Directive: Print the following listing word for word, with no changes to any line.

________

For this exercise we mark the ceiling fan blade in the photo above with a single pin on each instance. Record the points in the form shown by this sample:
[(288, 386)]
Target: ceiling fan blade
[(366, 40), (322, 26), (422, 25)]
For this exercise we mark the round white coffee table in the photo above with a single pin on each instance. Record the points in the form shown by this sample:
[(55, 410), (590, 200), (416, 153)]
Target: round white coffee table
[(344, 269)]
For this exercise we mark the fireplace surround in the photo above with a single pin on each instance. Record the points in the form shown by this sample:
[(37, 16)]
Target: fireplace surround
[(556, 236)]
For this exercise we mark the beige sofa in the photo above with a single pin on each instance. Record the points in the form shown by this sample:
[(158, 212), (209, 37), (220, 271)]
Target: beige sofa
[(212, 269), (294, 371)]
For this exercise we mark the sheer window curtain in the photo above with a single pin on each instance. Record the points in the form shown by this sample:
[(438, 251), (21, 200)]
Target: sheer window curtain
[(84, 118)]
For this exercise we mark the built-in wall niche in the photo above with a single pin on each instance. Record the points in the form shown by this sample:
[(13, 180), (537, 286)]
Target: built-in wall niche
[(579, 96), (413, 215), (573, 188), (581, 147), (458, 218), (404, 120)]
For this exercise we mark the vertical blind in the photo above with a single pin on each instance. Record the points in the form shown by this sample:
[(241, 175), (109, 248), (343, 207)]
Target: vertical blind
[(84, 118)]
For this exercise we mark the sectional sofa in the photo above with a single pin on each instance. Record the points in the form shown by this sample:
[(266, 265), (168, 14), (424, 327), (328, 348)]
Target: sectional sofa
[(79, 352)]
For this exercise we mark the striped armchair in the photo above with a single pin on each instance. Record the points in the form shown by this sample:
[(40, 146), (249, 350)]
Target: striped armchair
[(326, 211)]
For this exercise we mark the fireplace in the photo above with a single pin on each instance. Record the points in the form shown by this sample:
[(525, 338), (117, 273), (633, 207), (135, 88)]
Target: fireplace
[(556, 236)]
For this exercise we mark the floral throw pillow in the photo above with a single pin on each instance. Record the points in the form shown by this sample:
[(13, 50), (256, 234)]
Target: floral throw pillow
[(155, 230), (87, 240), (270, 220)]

________

Response to the exercise:
For this exercise we mark the ceiling fan blade in the photo above with a single pin on each instance. Record the points in the form shown by this sample:
[(288, 386)]
Target: ceiling fan blade
[(366, 40), (322, 26), (422, 25)]
For this exercise we mark the round white coffee table in the photo above with a single pin on each instance. Record the points in the form shown by this sample:
[(55, 410), (590, 200), (416, 153)]
Target: round white coffee table
[(344, 269)]
For this exercise we mark the fireplace surround in the photo above with a single pin on each instance. Record the points in the form shown by this sample:
[(37, 16)]
Target: fireplace surround
[(556, 236)]
For this exercise we mark the beige sofa in the photo above with a single pin on each instance. Record the points in the form shown by this sample:
[(158, 212), (209, 37), (220, 271)]
Target: beige sofa
[(212, 269), (294, 371)]
For this exercise we mark the sheer window curtain in the photo above with a single pin on each instance. Record the points in the form shown by this sample:
[(438, 251), (21, 200)]
Target: sheer window curtain
[(84, 118)]
For this exercise we mark the built-in wall niche in the photo above with a single pin on each instance. Record the points in the form shown by this sample:
[(13, 180), (537, 286)]
Target: built-in wall niche
[(579, 96), (413, 215), (573, 188), (581, 147), (458, 218), (404, 120)]
For this exercise we mark the vertical blind in the photo above with a single pin on each instance. Record the points in the form shown by this sample:
[(241, 175), (109, 248), (343, 207)]
Target: vertical blind
[(84, 118)]
For this exercise we mark the sectional sofa in the photo above with a single pin on each instance. Record the points in the form shown by this sample:
[(266, 265), (168, 14), (424, 327), (328, 348)]
Target: sectional sofa
[(79, 352)]
For this exercise we mark the striped armchair in the photo above with a single pin on each instance. Record the points in the form shown by this sample:
[(40, 146), (249, 350)]
Target: striped armchair
[(326, 211)]
For this exercise we mark the fireplace in the photo above with a single pin on each instance. Record the points in the form shown by this sample:
[(525, 338), (117, 273), (633, 207), (135, 88)]
Target: fireplace
[(556, 236)]
For this exercise we mark the floral throw pillow in the photo above with a single pin on each instance. Record the points in the form shown by this sample:
[(13, 50), (256, 234)]
Target: floral throw pillow
[(155, 230), (87, 240), (270, 220)]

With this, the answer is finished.